**The task:** Below are the records; count the lines in which "playing" occurs and report only that number.
___ Provided material ___
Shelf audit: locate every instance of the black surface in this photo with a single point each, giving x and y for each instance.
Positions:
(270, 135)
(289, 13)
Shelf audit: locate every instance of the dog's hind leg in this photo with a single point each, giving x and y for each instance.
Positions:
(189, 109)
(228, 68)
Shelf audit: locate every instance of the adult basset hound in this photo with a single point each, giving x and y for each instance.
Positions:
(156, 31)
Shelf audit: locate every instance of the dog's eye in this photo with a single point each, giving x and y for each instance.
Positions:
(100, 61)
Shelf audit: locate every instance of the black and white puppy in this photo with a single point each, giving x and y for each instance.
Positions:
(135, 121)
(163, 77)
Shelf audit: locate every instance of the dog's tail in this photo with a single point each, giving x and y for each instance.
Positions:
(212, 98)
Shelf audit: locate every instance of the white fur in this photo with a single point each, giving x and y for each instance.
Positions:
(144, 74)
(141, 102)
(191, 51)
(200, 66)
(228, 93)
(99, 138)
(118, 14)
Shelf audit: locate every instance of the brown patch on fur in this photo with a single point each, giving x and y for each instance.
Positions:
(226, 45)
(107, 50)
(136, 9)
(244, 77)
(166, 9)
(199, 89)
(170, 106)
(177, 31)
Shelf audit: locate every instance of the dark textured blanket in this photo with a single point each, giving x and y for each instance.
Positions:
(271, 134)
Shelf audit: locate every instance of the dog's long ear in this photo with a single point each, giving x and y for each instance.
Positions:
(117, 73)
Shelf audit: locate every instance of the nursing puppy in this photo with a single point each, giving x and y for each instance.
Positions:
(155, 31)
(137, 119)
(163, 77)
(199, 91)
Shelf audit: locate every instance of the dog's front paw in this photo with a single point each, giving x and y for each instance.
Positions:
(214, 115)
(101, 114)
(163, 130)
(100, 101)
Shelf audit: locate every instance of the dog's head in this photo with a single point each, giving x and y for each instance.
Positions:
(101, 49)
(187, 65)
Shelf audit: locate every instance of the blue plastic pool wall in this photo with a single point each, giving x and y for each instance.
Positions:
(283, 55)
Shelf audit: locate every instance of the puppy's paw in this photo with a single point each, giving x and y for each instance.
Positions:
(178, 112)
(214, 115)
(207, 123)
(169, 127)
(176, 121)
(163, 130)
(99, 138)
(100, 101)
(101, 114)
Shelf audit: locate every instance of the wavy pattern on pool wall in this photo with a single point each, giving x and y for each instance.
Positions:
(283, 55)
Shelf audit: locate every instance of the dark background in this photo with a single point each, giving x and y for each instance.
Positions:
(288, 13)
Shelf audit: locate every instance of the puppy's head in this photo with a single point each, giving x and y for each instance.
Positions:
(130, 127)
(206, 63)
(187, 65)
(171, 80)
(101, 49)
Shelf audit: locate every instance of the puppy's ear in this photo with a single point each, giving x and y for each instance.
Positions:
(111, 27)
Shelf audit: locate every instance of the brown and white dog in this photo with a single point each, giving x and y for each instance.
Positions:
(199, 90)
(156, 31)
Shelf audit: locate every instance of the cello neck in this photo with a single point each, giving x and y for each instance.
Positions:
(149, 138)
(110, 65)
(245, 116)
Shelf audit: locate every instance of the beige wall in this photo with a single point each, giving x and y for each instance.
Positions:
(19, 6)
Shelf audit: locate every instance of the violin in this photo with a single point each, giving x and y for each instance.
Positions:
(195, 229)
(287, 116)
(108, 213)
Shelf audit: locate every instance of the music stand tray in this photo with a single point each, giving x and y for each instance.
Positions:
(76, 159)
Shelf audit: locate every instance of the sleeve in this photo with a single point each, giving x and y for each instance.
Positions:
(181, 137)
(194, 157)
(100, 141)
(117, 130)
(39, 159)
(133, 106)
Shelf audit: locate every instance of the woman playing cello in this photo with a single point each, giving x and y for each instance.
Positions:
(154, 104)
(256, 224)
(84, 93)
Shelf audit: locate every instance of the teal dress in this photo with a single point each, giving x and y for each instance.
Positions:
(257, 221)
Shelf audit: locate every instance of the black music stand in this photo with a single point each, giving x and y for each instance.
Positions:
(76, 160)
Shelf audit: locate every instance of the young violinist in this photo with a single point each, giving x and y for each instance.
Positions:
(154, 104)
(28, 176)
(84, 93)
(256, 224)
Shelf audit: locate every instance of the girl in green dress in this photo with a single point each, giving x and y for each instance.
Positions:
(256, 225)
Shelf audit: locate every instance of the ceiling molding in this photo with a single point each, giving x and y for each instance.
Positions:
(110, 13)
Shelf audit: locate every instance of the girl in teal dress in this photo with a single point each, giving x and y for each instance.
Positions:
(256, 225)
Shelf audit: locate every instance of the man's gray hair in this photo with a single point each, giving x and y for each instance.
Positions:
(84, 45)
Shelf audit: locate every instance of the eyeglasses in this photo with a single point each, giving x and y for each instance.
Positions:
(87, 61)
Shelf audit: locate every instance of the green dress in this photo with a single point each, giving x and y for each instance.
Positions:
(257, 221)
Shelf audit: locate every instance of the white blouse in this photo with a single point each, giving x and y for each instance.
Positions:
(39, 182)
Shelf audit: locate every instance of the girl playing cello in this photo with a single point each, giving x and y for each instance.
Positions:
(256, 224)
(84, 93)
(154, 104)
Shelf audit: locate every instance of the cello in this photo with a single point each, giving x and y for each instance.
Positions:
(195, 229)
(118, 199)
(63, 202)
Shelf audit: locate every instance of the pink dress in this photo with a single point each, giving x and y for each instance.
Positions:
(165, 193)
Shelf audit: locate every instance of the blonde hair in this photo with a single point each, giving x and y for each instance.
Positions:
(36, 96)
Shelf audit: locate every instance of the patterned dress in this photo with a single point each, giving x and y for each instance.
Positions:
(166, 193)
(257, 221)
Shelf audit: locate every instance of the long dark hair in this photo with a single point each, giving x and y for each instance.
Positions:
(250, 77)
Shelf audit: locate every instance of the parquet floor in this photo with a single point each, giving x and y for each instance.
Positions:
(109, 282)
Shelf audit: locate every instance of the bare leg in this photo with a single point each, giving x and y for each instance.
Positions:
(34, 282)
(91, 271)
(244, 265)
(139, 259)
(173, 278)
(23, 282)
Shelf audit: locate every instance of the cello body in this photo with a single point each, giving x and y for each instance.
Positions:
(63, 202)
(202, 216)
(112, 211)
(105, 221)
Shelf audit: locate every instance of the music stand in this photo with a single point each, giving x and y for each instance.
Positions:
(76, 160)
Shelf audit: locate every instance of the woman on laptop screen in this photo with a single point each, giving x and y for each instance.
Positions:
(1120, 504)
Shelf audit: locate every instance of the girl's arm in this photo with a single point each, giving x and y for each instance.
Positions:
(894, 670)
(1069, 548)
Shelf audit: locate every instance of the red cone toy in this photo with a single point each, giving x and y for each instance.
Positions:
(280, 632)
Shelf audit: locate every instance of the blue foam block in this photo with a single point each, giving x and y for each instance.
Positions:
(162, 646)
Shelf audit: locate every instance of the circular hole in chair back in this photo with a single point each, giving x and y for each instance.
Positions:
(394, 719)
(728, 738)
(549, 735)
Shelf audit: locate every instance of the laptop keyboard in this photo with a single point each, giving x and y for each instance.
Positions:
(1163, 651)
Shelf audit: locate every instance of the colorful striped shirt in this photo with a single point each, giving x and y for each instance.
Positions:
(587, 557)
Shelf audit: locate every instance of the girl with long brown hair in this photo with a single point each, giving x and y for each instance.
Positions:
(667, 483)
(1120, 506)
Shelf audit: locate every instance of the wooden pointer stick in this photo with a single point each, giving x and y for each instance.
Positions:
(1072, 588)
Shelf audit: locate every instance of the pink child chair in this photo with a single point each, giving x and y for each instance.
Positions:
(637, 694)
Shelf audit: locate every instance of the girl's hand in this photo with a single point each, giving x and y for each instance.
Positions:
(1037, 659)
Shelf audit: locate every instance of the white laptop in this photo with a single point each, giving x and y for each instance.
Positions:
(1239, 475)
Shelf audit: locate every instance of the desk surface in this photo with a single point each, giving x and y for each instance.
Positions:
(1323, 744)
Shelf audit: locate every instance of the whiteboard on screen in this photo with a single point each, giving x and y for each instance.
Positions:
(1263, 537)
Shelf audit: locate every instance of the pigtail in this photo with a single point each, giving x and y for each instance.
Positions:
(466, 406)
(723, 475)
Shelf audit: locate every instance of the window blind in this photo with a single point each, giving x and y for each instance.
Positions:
___
**Answer to the problem:** 2